GEGEVEN TEKST –
==============================

Terwijl we een mond vol hebben over onze vrijheid, raken we de regie over ons leven grotendeels kwijt. Doorgeslagen marktwerking, tenminste twee oorlogen, klimaatcrisis met bijbehorende rampen, opkomend fascisme, overkokende sociale media, zwakke politici en kwakkelende overheid. Een sterke, gezonde en duurzame lokale economie zou weer rust en vertrouwen kunnen geven.
Droom even mee.
Op wat ooit nog benoemd werd als de ‘vrije zaterdag’, 16 november in dit geval, zag ik de voorstelling Beste Mensen. In ons immer drukke bestaan trokken tientallen speeches voorbij die pleitten voor aanpak van het klimaatcrisis. Een probleem waar we nooit meer vrij van hebben.
Van Joop den Uyl tot Margaret Thatcher, van Severn Suzuki tot Greta Thunberg, van 1971 tot 2024. De speeches roepen op tot actie, benadrukken het belang voor de mensheid, de natuur en onze omgeving, onderstrepen ook dat het om feitelijke kennis gaat en niet om sprookjes, maar hier staan we en we moeten vrezen voor ons voortbestaan.
Inderdaad, een nogal deprimerend uurtje theater. Maar let op, cultuur brengt het rauwe nieuws, maar ook enige hoop, zeker in dit stukje.
Beste Mensen is van de makers van die andere confronterende voorstelling, De Zaak Shell. De multinational die heeft aangekondigd gewoon weer vol op het verkopen van fossiele brandstoffen in te zetten. De winsten voor de aandeelhouders zijn belangrijker dan het leven op aarde. Als konijnen die verblind in de koplampen kijken, wordt dat ook toegestaan.
Dat er wellicht een CEO wordt afgemaakt, is slechts op korte termijn bevredigend. Dat verlangen bestaat, moeten we erkennen. De exploitatie van natuurlijke grondstoffen is een wereldwijd systeem, dus moet ook het verzet tegen deze vernietiging systematisch worden georganiseerd en opgebouwd. Dat is een ongelofelijke opgave die jaarlijks vele mensenlevens kost, zie de vele vermoorde boeren en milieuactivisten wereldwijd.
Zaaigoed en goed zaaien
Dat vrouwen en kleine boeren van groot belang zijn, bewijst het werk van Vandana Shiva in het documentaire portret van haar. The seeds of Vandana Shiva (2021) is te zien in het Food Film Festival, georganiseerd door Voedsel Anders. Ik zag de film in het nieuwe zaaltje van Cinema de Vlugt, een mooie culturele plek in de dezer weken veelbesproken buurt Nieuw-West.
Shiva is inmiddels een soort ‘rockstar’ onder globale activisten en de film schetst een goed beeld van haar leven. Onder andere door het oprichten van zaadbanken door heel India strijdt zij tegen de multinationals in de agro-industrie die door monocultuur bodem, watersystemen en biodiversiteit vernietigen en mensen ziekt maakt.

==============================

Records uit een dataset over de locatie van objecten
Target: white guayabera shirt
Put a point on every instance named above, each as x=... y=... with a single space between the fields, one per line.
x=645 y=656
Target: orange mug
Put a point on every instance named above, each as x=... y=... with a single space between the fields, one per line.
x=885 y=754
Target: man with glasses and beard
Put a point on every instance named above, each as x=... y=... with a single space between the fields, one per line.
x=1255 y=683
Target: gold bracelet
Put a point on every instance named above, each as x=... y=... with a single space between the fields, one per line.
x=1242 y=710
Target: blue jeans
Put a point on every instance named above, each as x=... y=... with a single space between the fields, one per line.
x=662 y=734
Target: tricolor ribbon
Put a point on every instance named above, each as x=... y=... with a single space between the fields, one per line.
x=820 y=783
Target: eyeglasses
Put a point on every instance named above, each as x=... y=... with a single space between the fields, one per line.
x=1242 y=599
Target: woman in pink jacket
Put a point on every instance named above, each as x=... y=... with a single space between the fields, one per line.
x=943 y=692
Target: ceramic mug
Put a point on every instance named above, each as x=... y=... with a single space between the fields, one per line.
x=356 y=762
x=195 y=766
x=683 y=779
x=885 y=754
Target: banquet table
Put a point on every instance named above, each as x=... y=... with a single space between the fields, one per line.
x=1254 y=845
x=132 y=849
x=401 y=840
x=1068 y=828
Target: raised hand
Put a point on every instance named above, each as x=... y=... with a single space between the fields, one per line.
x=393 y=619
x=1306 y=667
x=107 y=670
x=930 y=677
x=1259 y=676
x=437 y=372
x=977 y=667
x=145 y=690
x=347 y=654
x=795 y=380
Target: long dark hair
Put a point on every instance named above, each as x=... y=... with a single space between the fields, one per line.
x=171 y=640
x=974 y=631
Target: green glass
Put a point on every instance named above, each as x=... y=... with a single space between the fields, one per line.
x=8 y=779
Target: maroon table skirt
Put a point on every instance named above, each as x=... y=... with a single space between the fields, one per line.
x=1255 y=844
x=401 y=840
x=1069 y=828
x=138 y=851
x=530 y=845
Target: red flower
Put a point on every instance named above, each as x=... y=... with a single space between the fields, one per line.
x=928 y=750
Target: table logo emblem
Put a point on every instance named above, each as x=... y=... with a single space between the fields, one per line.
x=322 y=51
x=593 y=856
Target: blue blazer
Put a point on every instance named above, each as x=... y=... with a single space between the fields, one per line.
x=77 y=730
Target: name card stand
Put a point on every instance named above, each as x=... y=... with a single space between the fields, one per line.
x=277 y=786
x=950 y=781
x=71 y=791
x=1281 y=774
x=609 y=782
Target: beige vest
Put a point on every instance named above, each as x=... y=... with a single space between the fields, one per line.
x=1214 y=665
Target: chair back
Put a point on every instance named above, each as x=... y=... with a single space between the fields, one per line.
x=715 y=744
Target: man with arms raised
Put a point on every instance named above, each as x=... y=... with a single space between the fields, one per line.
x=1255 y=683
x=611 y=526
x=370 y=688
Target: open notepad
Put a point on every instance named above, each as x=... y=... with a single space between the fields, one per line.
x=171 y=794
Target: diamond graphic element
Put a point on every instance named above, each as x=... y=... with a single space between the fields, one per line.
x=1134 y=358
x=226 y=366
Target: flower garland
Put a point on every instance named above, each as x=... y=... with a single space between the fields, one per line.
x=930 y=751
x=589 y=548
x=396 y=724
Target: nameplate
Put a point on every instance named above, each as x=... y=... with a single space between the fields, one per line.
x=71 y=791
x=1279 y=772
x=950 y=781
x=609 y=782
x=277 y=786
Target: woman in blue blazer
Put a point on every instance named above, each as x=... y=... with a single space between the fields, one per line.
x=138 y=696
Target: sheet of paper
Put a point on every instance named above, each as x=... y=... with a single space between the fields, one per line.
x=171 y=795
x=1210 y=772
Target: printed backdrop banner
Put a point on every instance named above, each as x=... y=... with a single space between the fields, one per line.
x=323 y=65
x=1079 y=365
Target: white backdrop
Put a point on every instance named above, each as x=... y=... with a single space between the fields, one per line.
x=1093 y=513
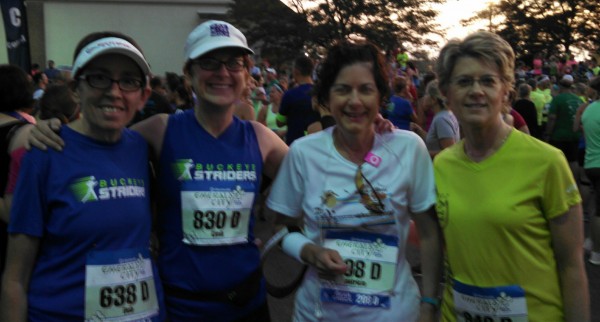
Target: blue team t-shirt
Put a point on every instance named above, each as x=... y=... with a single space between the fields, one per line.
x=202 y=178
x=91 y=197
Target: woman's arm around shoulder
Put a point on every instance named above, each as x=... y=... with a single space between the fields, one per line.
x=430 y=240
x=153 y=131
x=272 y=148
x=567 y=241
x=21 y=253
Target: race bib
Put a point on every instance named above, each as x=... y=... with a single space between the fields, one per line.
x=218 y=216
x=119 y=286
x=371 y=260
x=489 y=304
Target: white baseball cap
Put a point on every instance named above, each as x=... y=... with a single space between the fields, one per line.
x=568 y=78
x=109 y=45
x=211 y=35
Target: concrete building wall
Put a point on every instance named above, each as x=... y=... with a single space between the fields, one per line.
x=160 y=27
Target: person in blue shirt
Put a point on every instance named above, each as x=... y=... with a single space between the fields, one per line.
x=80 y=220
x=399 y=110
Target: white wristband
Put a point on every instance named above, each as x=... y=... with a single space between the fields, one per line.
x=293 y=243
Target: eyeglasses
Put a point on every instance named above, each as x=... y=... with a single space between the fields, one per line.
x=99 y=81
x=371 y=198
x=488 y=81
x=212 y=64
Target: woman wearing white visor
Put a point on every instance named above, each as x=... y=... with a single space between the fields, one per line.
x=80 y=220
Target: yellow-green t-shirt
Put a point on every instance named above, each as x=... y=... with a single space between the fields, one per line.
x=494 y=215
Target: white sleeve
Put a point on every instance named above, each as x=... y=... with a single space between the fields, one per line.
x=287 y=191
x=422 y=192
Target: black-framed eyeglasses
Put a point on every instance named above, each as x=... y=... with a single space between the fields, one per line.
x=212 y=64
x=483 y=81
x=99 y=81
x=371 y=198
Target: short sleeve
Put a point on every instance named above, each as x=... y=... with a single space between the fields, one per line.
x=560 y=189
x=422 y=189
x=287 y=191
x=28 y=207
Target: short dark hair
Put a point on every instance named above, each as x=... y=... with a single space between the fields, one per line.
x=16 y=89
x=347 y=53
x=155 y=81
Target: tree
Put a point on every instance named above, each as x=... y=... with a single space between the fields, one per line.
x=269 y=25
x=386 y=23
x=313 y=25
x=542 y=26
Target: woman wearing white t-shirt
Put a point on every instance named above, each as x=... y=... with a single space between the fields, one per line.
x=356 y=192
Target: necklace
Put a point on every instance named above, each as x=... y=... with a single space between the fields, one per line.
x=354 y=155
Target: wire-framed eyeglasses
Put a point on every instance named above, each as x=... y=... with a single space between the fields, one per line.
x=99 y=81
x=371 y=198
x=212 y=64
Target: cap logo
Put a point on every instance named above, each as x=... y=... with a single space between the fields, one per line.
x=219 y=30
x=107 y=44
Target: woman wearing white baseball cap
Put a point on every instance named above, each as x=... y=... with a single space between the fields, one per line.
x=209 y=171
x=209 y=168
x=80 y=220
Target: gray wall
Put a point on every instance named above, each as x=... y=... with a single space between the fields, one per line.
x=160 y=27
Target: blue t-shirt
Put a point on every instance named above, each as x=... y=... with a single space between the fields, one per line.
x=399 y=112
x=92 y=197
x=201 y=179
x=296 y=106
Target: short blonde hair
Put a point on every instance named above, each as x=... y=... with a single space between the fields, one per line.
x=482 y=45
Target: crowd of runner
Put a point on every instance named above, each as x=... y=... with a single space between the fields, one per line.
x=139 y=195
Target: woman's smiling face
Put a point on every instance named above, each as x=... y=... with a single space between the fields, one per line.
x=221 y=87
x=354 y=98
x=477 y=92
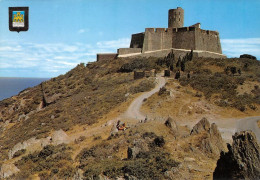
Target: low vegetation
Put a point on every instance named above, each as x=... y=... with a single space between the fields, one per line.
x=223 y=84
x=50 y=161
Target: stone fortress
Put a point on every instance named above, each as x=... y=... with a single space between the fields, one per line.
x=158 y=42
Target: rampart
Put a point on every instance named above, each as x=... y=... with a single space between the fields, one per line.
x=106 y=56
x=208 y=41
x=137 y=40
x=181 y=38
x=122 y=51
x=158 y=41
x=157 y=38
x=177 y=53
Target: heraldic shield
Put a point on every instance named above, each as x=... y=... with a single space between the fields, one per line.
x=18 y=19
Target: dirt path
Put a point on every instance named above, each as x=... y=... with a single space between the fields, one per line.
x=249 y=123
x=133 y=111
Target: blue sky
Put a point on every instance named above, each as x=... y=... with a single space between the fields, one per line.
x=63 y=33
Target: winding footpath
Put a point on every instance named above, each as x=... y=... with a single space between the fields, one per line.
x=249 y=123
x=133 y=111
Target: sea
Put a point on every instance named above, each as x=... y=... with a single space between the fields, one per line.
x=10 y=86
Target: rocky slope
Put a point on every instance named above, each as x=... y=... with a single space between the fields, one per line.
x=242 y=161
x=61 y=129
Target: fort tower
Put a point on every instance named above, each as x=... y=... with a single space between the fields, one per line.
x=177 y=39
x=176 y=18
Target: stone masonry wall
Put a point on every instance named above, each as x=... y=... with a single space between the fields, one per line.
x=184 y=38
x=122 y=51
x=137 y=40
x=208 y=41
x=159 y=38
x=106 y=57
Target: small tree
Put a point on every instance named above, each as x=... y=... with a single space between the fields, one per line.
x=177 y=75
x=239 y=71
x=233 y=70
x=178 y=64
x=182 y=66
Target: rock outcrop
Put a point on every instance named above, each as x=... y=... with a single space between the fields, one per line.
x=138 y=147
x=7 y=170
x=242 y=161
x=202 y=125
x=172 y=125
x=211 y=140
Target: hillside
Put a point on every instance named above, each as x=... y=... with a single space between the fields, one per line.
x=63 y=128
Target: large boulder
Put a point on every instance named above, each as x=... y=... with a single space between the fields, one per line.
x=211 y=141
x=242 y=161
x=247 y=56
x=202 y=125
x=170 y=123
x=139 y=146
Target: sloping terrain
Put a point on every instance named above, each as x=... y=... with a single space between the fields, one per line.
x=64 y=127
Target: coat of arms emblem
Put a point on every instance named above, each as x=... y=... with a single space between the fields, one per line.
x=18 y=19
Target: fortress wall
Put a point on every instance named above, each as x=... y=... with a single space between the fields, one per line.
x=208 y=41
x=106 y=56
x=157 y=38
x=184 y=38
x=122 y=51
x=177 y=53
x=137 y=40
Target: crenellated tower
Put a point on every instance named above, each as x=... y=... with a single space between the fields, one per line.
x=176 y=18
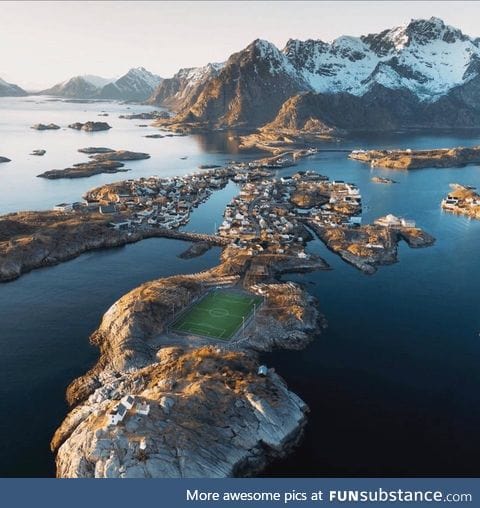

==============================

INSTRUCTIES –
1 – Geef uit het stuk over klimaat en verzet woord voor woord het deel weer dat begint met "Op wat ooit" en doorloopt tot en met "in dit stukje.".
2 – Zet het stuk over klimaat en verzet voort na de laatste zin.

ANTWOORDEN PER OPDRACHT –
1 –
Op wat ooit nog benoemd werd als de ‘vrije zaterdag’, 16 november in dit geval, zag ik de voorstelling Beste Mensen. In ons immer drukke bestaan trokken tientallen speeches voorbij die pleitten voor aanpak van het klimaatcrisis. Een probleem waar we nooit meer vrij van hebben.
Van Joop den Uyl tot Margaret Thatcher, van Severn Suzuki tot Greta Thunberg, van 1971 tot 2024. De speeches roepen op tot actie, benadrukken het belang voor de mensheid, de natuur en onze omgeving, onderstrepen ook dat het om feitelijke kennis gaat en niet om sprookjes, maar hier staan we en we moeten vrezen voor ons voortbestaan.
Inderdaad, een nogal deprimerend uurtje theater. Maar let op, cultuur brengt het rauwe nieuws, maar ook enige hoop, zeker in dit stukje.

2 –
De morele perversiteit van bedrijven als Monsanto (Bayer), die in India met Bt Cotton een ramp veroorzaakt heeft, blijft toch schokkend. Dat er meer dan 280.000 boeren zelfmoord hebben gepleegd door de opgebouwde schuldenlast van met name zaaigoed en bestrijdingsmiddelen, was een mij onbekend en nogal schrikbarend getal. De giframp in Bhopal, de grootste industriële ramp ooit, komt overigens ook nog langs in de documentaire.
Verdienmodel Monsanto (Bayer)
Het bedrijf verkoopt genetisch gemanipuleerd, hybride zaaigoed met hoge opbrengsten, die bestand zijn tegen bestrijdingsmiddelen die alleen door Monsanto geleverd worden. Het gaat met name om mais, katoen, sorgo, koolzaad, suikerbieten, tarwe en soja. Het zaaigoed geeft een eenmalige oogst en kan niet vermeerderd worden. Boeren worden zo bijna verplicht steeds nieuw zaaigoed en pesticiden bij hen te kopen. Ten koste van bodem, water en gezondheid.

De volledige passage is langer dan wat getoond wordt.